▶ Text:
# 27(B)EXTRA ORDINARY SKILLS Please help



## topdriver (Apr 11, 2018)

Has anyone applied for this visa who studied at South African university who studied Bcom Information systems therefore some documents are waivered?

How did you go about the application process to show these


A letter from a foreign or South African organ of state or from an established South African academic, cultural or business body confirming the applicant’s extraordinary skills or qualifications.

Proof that the applicant falls within the critical skills category as per prescribed list.

Any help would be appreciated..

thanks


----------



## IvyLeager (Feb 26, 2018)

topdriver said:


> Has anyone applied for this visa who studied at South African university who studied Bcom Information systems therefore some documents are waivered?
> 
> How did you go about the application process to show these
> 
> ...


Hi Topdriver

I didn't study Bcom, but I studied in a SA university, and now on CSV. For the first requirement, a letter from your departmental HOD and/or supervisor would suffice. S/he would write a recommendation letter for you.

For the proof of critical skills, you would print a page from the critical skills list showing that your field of study is on the critical skills list. See the complete list here: http://www.immigrationsouthafrica.org/Critical_Skills_Work_Visa_List.pdf

All the best


----------



## topdriver (Apr 11, 2018)

When you applied for CSV were these documents waivered for you or did you apply for professional body ?

A certificate of registration with the professional body, council or board recognised by SAQA in terms of Section 13(1)(i) of the National Qualification Framework Act or the relevant Department confirming the skills or qualifications of the applicant, if required by law.. Not applicable to graduates from South African Institutions.

▶ Stored data:
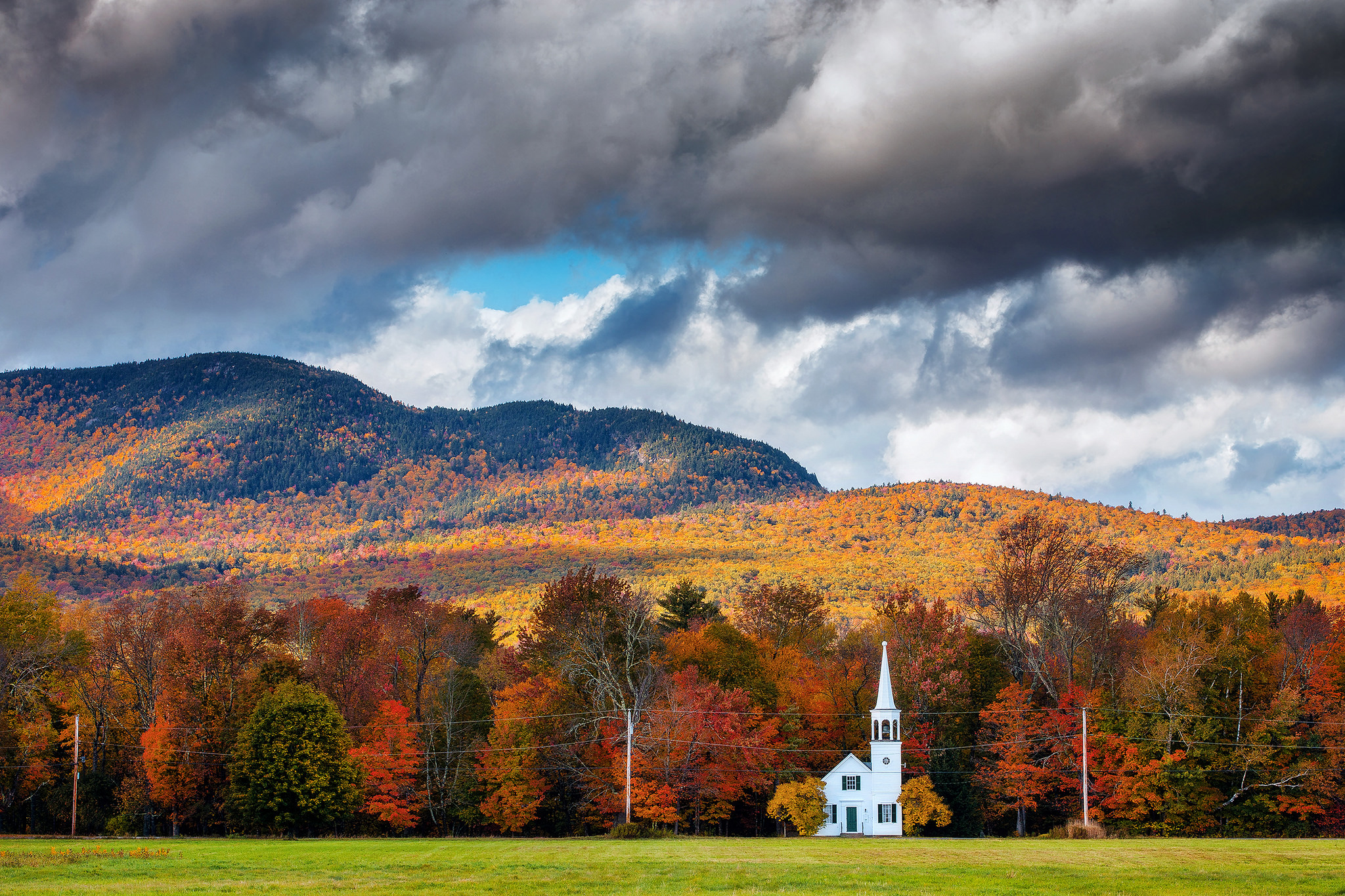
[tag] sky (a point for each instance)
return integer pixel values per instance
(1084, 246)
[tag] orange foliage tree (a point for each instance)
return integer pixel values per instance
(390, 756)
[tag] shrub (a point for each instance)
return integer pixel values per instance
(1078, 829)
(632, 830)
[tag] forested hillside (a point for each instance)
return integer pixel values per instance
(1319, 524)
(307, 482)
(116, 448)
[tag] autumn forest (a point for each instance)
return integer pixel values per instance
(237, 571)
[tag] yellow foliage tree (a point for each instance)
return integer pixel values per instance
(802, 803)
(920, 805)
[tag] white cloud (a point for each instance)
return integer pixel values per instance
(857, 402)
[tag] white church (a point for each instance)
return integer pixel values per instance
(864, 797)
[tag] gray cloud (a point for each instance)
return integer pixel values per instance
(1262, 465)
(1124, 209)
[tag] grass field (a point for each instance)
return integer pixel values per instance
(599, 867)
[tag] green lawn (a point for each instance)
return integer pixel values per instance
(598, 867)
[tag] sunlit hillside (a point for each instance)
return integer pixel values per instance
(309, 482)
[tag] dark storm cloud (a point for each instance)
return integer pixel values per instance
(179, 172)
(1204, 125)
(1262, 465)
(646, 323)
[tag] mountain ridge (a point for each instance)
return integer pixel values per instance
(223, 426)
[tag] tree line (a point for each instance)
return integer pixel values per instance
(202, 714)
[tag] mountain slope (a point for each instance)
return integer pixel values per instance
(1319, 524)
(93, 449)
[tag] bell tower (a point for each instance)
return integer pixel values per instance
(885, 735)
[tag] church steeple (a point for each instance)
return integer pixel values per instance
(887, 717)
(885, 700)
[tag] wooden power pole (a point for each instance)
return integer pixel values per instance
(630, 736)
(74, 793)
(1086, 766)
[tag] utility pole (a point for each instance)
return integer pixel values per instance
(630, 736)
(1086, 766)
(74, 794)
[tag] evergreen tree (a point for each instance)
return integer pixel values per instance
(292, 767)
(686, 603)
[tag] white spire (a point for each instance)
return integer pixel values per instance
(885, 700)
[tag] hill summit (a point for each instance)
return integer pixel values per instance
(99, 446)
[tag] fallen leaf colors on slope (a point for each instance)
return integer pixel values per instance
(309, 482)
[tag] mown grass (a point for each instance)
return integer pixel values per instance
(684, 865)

▶ Problem 1:
Rewrite the part of the rows that opens with the line containing "[tag] white spire (a point for each instance)" and closes with the last row, keeping every line and shifting each point coordinate by -41.
▶ Problem 2:
Continue the forum thread about the South African visa application from its final sentence.
The forum thread and the rows come from unrelated sources.

▶ Final result 1:
[tag] white spire (a point for each instance)
return integer pixel values per instance
(844, 659)
[tag] hill summit (a point for each instance)
return integer pixel values per instance
(58, 405)
[tag] fallen leaf colors on slope (a point for each instance)
return integer pixel values per instance
(268, 441)
[tag] mown grass (a point for each instance)
return integer pixel values per instance
(643, 824)

▶ Final result 2:
Proof of qualifications evaluated by the South African Qualification Authority Not applicable to graduates from South African Institutions.

Proof of post qualification experience of at least five years. Not applicable to graduates from South African Institutions.

Testimonials from previous employers

Comprehensive curriculum vitae


----------



## gmakadho (Sep 10, 2018)

topdriver said:


> When you applied for CSV were these documents waivered for you or did you apply for professional body ?
> 
> A certificate of registration with the professional body, council or board recognised by SAQA in terms of Section 13(1)(i) of the National Qualification Framework Act or the relevant Department confirming the skills or qualifications of the applicant, if required by law.. Not applicable to graduates from South African Institutions.
> 
> ...


good question also looking for information, did you manage to get any


----------



## topdriver (Apr 11, 2018)

Send me a inbox, will respond there..


----------



## gmakadho (Sep 10, 2018)

@Topdriver my email is [email protected]


----------



## Optimistic33 (Apr 5, 2014)

gmakadho said:


> good question also looking for information, did you manage to get any


Just print the waiver and you don't need to submit any of those.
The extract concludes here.